Extracted entries START

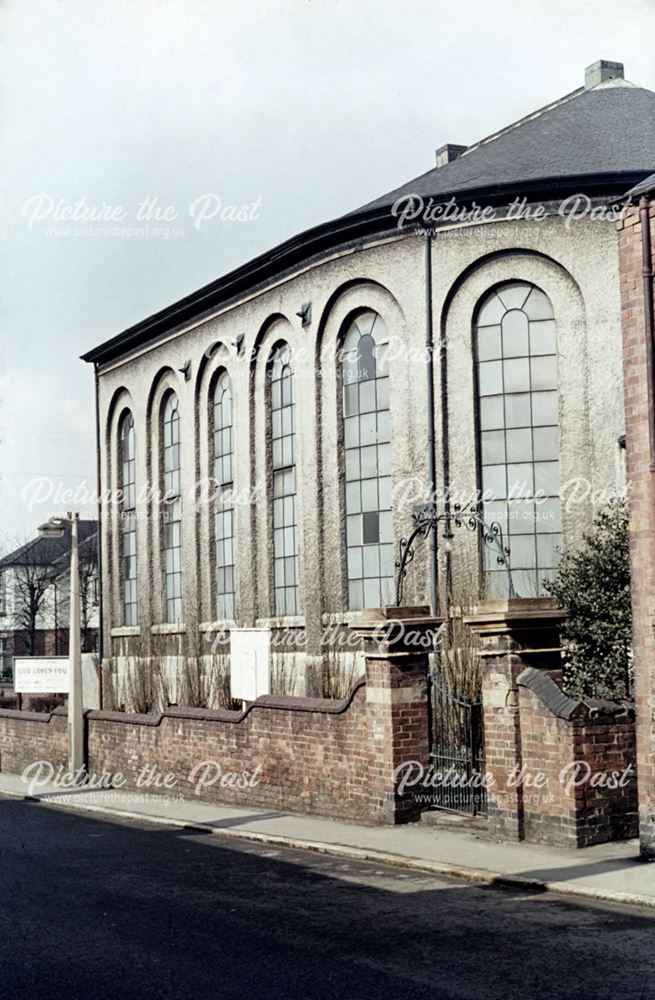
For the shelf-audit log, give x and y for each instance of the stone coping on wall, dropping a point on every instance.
(564, 707)
(325, 706)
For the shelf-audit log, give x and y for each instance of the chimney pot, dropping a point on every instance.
(601, 71)
(448, 153)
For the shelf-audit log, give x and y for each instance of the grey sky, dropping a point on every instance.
(311, 106)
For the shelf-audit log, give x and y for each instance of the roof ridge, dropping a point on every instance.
(526, 118)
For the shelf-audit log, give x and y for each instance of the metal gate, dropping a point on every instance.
(457, 751)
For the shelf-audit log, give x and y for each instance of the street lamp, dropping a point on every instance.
(55, 528)
(426, 519)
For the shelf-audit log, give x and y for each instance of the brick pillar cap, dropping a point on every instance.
(515, 610)
(416, 630)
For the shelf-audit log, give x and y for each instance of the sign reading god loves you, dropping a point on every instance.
(41, 674)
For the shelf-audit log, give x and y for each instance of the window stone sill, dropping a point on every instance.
(168, 628)
(282, 621)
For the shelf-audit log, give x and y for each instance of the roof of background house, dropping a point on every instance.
(49, 551)
(599, 140)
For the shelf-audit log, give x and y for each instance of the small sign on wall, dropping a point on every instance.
(250, 673)
(41, 674)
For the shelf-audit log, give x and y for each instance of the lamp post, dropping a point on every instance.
(427, 520)
(55, 528)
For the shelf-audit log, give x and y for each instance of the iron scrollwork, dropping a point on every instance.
(426, 519)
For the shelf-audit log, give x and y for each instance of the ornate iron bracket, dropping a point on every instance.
(426, 519)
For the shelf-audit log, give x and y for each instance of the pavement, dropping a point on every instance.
(611, 872)
(103, 907)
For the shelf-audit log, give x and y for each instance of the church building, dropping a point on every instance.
(265, 441)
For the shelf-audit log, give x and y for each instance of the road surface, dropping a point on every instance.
(95, 908)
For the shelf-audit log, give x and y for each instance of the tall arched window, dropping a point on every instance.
(283, 461)
(172, 533)
(223, 476)
(367, 442)
(128, 520)
(519, 433)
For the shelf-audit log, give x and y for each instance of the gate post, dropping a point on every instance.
(513, 634)
(397, 643)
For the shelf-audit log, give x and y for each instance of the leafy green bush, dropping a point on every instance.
(593, 585)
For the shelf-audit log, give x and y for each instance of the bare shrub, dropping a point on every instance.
(283, 674)
(458, 663)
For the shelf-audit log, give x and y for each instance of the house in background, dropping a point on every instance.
(34, 597)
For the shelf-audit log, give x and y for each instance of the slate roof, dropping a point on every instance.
(599, 141)
(606, 131)
(50, 551)
(645, 187)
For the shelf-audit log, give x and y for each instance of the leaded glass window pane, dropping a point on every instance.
(223, 457)
(128, 520)
(367, 437)
(286, 573)
(172, 518)
(519, 433)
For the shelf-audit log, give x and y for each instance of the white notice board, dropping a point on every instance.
(41, 674)
(250, 673)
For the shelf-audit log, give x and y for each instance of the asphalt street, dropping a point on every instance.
(92, 908)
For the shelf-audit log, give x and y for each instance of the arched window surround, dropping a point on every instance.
(222, 464)
(128, 547)
(282, 463)
(517, 432)
(364, 412)
(171, 488)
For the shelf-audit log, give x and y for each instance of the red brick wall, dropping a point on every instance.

Extracted entries END

Your task:
Each record above must be returned exactly as written, with its pictures omitted.

Your solution:
For the shelf-audit log, give x and y for each instance of the stone coping on wall, dropping a point on every instance.
(564, 707)
(325, 706)
For the shelf-audit log, give x and y for each instance of the chimney pot, dropping a point on every instance.
(601, 71)
(448, 153)
For the shelf-audit log, give x and y for each instance of the grey sky, dropping a point on every instance.
(311, 106)
For the shelf-audit log, give x and y for each instance of the roof ridge, dropping a point on every instance.
(526, 118)
For the shelf-audit log, give x and y for each instance of the metal gate, dropping a point on every instance.
(457, 751)
For the shelf-audit log, give x and y for each instance of the street lamp, dropping a point on every instance.
(55, 528)
(426, 519)
For the shelf-audit log, give x and y for each instance of the brick pillar cap, dropping a point on every instance.
(515, 610)
(416, 630)
For the shelf-audit log, give x and y for each instance of the sign reading god loves you, dropping a point on every instance.
(41, 674)
For the shelf-audit log, give x and y for each instance of the window stone sill, dropping a point on every instance.
(168, 628)
(282, 621)
For the shelf-audit log, give x and y for each instance of the roof of background house, dropping a point on every instance.
(49, 551)
(599, 140)
For the shelf-audit log, give x and y for each instance of the small sign on wall, dropping a point on every instance.
(250, 673)
(41, 674)
For the shelf-audit log, give x and y for each instance of the lamp post, dropping a point on every instance.
(427, 520)
(55, 528)
For the shelf-audit log, give x and y for each instance of the iron scrollwork, dropping a point on every instance.
(426, 519)
For the shelf-audit log, give x and y for each instance of the ornate iron bracket, dropping a point on every instance.
(426, 519)
For the shelf-audit log, give x and y for each instance of the pavement, dropping a point on every instance.
(611, 872)
(103, 907)
For the shelf-audit log, give x and y for each instance of the church building, dropping a point on every instance.
(265, 441)
For the shelf-audit log, give x and y for each instance of the road surface, dropping a point on every instance.
(95, 908)
For the shelf-audit log, give x and y for each instance of the tall arched window, dropping a point on every instance.
(283, 461)
(172, 533)
(223, 476)
(367, 442)
(128, 520)
(519, 433)
For the shelf-audit log, give x and y for each instance of the gate post, dropping a point on every instance.
(513, 634)
(397, 643)
For the shelf-audit log, give x and y for each instance of the leafy green bush, dropping a point on every instance.
(593, 585)
For the shelf-audit log, give x and y for each instance of the bare shrub, dropping a point on every instance.
(283, 674)
(458, 663)
For the shelf-audit log, give x and y for each instance of the house in background, dropping a point on every instance.
(34, 597)
For the shelf-audit log, give x and y for each instance of the slate roof, dropping a point on every instance.
(599, 141)
(606, 131)
(50, 551)
(645, 187)
For the shelf-audit log, give x and y for each instance of the leaded glass window pane, dropping a point on every instance.
(223, 457)
(128, 520)
(367, 437)
(286, 573)
(172, 518)
(519, 433)
For the shelf-audit log, give x and y for each instance of the white notice board, dropping a point on every instance.
(41, 674)
(250, 673)
For the shelf-audit log, give x and y for each instance of the asphalt street, dropping a point on every instance.
(92, 908)
For the shelf-audit log, give x and y for each instance of the arched window surround, dropping a point on every instance.
(222, 464)
(128, 547)
(282, 463)
(517, 432)
(364, 412)
(171, 488)
For the shelf-audit log, give x and y for each instance of the red brick wall, dropping a point on every instance.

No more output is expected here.